"""

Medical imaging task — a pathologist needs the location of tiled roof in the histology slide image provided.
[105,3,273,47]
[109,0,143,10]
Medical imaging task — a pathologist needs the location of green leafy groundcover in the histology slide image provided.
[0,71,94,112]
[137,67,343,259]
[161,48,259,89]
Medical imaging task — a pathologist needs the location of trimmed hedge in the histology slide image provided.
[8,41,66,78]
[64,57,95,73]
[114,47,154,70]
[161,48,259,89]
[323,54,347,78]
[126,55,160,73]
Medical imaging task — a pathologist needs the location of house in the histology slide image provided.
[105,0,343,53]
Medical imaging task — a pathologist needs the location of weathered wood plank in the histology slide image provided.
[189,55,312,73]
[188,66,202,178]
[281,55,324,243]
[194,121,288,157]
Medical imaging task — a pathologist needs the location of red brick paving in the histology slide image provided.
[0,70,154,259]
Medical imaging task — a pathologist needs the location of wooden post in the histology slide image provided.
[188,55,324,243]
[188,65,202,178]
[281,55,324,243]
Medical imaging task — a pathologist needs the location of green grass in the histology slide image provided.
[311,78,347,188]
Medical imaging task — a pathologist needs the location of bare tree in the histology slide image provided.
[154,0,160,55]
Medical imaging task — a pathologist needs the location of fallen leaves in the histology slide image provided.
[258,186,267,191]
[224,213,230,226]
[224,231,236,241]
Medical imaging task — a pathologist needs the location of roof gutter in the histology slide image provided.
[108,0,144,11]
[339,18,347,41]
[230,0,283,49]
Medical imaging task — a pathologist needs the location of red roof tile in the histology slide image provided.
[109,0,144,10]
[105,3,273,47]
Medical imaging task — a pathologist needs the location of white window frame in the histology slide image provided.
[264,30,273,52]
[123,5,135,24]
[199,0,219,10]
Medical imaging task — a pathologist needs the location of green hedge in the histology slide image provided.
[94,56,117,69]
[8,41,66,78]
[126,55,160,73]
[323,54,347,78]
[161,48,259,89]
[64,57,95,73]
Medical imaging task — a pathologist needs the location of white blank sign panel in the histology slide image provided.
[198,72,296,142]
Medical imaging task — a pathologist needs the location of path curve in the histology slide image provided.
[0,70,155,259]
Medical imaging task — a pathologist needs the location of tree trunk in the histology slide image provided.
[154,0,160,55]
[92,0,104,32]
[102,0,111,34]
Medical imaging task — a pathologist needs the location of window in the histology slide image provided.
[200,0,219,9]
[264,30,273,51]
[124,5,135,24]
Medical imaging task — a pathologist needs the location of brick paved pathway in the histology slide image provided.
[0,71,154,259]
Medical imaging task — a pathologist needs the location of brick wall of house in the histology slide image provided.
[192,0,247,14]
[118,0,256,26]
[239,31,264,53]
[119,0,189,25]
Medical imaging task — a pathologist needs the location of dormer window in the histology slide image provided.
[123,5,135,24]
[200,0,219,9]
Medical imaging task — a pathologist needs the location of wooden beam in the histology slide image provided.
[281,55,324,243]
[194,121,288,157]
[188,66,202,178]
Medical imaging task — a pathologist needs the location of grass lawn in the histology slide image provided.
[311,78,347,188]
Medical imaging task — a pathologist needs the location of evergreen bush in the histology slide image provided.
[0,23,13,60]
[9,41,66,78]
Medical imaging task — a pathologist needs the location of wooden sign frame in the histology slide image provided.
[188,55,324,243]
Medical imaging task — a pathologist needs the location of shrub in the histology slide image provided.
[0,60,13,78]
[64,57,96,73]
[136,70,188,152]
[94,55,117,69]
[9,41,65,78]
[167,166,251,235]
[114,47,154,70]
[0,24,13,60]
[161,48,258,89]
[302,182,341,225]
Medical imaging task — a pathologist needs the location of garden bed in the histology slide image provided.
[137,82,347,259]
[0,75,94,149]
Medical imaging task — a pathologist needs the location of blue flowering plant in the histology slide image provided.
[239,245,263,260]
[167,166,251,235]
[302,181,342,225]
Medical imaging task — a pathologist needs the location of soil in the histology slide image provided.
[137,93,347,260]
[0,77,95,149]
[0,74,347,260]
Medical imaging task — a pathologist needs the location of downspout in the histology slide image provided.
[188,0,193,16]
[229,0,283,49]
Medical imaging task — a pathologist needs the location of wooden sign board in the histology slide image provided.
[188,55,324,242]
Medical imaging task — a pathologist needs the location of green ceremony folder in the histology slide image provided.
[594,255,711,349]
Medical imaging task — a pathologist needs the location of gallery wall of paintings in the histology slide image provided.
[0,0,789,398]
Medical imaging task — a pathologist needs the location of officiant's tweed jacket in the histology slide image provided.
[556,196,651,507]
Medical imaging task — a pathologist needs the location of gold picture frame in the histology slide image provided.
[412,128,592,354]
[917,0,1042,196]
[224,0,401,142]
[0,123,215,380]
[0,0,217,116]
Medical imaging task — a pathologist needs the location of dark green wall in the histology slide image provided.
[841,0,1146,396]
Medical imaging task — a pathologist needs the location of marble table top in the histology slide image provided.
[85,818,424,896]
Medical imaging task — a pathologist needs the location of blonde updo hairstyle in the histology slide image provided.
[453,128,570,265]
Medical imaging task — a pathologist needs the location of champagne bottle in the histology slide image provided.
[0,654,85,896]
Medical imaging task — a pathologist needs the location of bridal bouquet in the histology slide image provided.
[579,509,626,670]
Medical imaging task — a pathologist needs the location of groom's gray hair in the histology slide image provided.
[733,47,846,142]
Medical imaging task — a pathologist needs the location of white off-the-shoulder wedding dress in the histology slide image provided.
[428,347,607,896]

"""

Direction:
Please express the records above as a two-column CSV with the header row label_request,boxes and one row for each request. Put the request text in the first field and all the boxes that follow it in the second. Quote every field and turn line breaks into spaces.

Solution:
label_request,boxes
"Medical imaging task — a pathologist needs the location of tiled roof in the histology slide image provided.","[105,3,273,47] [109,0,143,10]"
"Medical imaging task — a pathologist needs the location of green leafy groundcover in the histology slide image provided.","[0,71,94,112] [137,67,343,259] [161,48,259,89]"
"Medical imaging task — a pathologist needs the location of trimmed hedge in the histology slide image provided.","[8,41,66,78] [64,57,95,73] [114,47,154,70] [161,48,259,89] [323,54,347,78] [126,55,160,73]"
"Medical imaging task — a pathologist needs the location of house in the histology slide image provided.","[105,0,343,53]"
"Medical imaging task — a pathologist needs the location of weathered wood plank in the histology slide image provided.","[189,55,312,73] [188,66,202,178] [281,55,324,243] [194,121,288,157]"
"Medical imaging task — a pathologist needs the location of red brick paving in the histology slide image provided.","[0,70,154,259]"
"Medical imaging task — a pathologist needs the location of wooden post in the histology slide image provided.","[188,55,324,243] [188,65,202,178] [281,55,324,243]"
"Medical imaging task — a pathologist needs the location of green grass in the histology slide image provided.","[311,78,347,188]"
"Medical imaging task — a pathologist needs the location of bare tree in the histology slide image provided.","[154,0,160,55]"
"Medical imaging task — a pathologist needs the location of fallen leaves in the histology slide image provided.","[258,186,267,191] [224,213,230,226] [224,231,236,241]"
"Medical imaging task — a pathologist needs the location of roof gutter in the histology slide image provided.","[108,0,144,11] [339,18,347,41] [230,0,283,49]"
"Medical imaging task — a pathologist needs the location of red roof tile in the histology slide image provided.","[109,0,144,10] [105,3,273,47]"
"Medical imaging task — a pathologist needs the location of white window frame in the histology slide image provided.","[264,30,273,52] [123,5,135,24] [199,0,219,10]"
"Medical imaging task — a pathologist needs the location of green hedge in the histology slide image provided.","[94,56,117,69] [8,41,66,78] [126,55,160,73] [323,54,347,78] [161,48,259,89] [64,57,95,73]"
"Medical imaging task — a pathologist needs the location of white blank sign panel in the histology slide image provided.","[198,72,296,142]"
"Medical imaging task — a pathologist needs the location of path curve in the histology slide image provided.","[0,70,155,259]"
"Medical imaging task — a pathologist needs the location of tree trunk in the histology slide image provided.","[154,0,160,55] [92,0,104,32] [102,0,111,34]"
"Medical imaging task — a pathologist needs the location of window in the histology slide image provided.","[200,0,219,9] [264,30,273,51] [124,5,135,24]"
"Medical imaging task — a pathologist needs the location of brick paved pathway in the histology slide image provided.","[0,71,154,259]"
"Medical imaging task — a pathologist needs the location of brick wall of house in the histology slide image provided.","[192,0,247,14] [118,0,256,26] [239,31,264,53] [119,0,189,25]"
"Medical imaging task — a pathologist needs the location of dormer window in the histology slide image provided.","[123,5,135,24] [200,0,219,9]"
"Medical imaging task — a pathologist needs the location of wooden beam in the histology slide image provided.","[281,55,324,243] [194,121,288,157] [188,66,202,178]"
"Medical imaging task — a pathologist needs the location of grass lawn in the histology slide image provided.","[311,78,347,188]"
"Medical imaging task — a pathologist needs the location of evergreen bush in the histology slide image provided.","[0,23,13,60] [9,41,66,78]"
"Medical imaging task — a pathologist needs the location of wooden sign frame in the histology slide image provided.","[188,55,324,243]"
"Medical imaging task — a pathologist needs the location of shrub in the histology slide image provided.","[0,60,13,78] [64,57,96,73] [136,70,188,152] [94,55,117,69] [9,41,65,78] [167,166,251,235] [114,47,154,70] [0,24,13,60] [161,48,258,89] [302,182,341,225]"
"Medical imaging task — a pathologist needs the location of garden bed in the histology slide image provided.","[137,82,347,259] [0,75,94,149]"
"Medical imaging task — a pathologist needs the location of blue flowering plant in the histology slide image provided.","[239,245,263,260] [167,166,251,235] [302,181,342,225]"
"Medical imaging task — a pathologist needs the location of soil in the histology slide image provided.","[137,93,347,260] [0,77,95,149] [0,74,347,260]"
"Medical imaging task — a pathologist needs the location of downspout in the histology slide image provided.","[188,0,193,16] [229,0,283,49]"
"Medical imaging task — a pathologist needs the location of wooden sign board in the histology slide image provided.","[188,55,324,242]"
"Medical imaging task — a pathologist needs the location of green ceremony folder in the histology slide image provided.","[594,255,711,349]"
"Medical imaging task — a pathologist needs the location of gallery wall of paintings in the histology slide image provided.","[0,0,789,398]"
"Medical imaging task — a pathologist needs the location of officiant's tweed jacket in the histology slide image provided.","[556,196,651,507]"
"Medical imaging task — a pathologist needs the location of gold picture frame in the histology slide image provided.","[412,128,592,354] [917,0,1042,196] [224,0,401,142] [0,123,215,380] [0,0,217,116]"
"Medical imaging task — a pathologist needs the location of dark green wall in the histology slide image provided.","[841,0,1146,396]"
"Medical imaging task — a pathologist needs the location of marble table top in the histology slide image provided.","[85,818,424,896]"
"Medical imaging task — a pathologist needs the location of blonde updo hairstyle in the histology slide image provided.","[453,128,570,265]"
"Medical imaging task — a pathologist needs the location of champagne bottle in the histology slide image provided.","[0,654,85,896]"
"Medical imaging task — a pathologist needs the location of bridal bouquet in the histology slide image provided.","[579,509,626,670]"
"Medical imaging task — a pathologist needs the location of groom's gray hair in the histology slide image provided.","[733,47,846,142]"
"Medical imaging task — a pathologist needs the location of white off-the-shoulder wedding dress in the histology slide image provided.","[428,347,607,896]"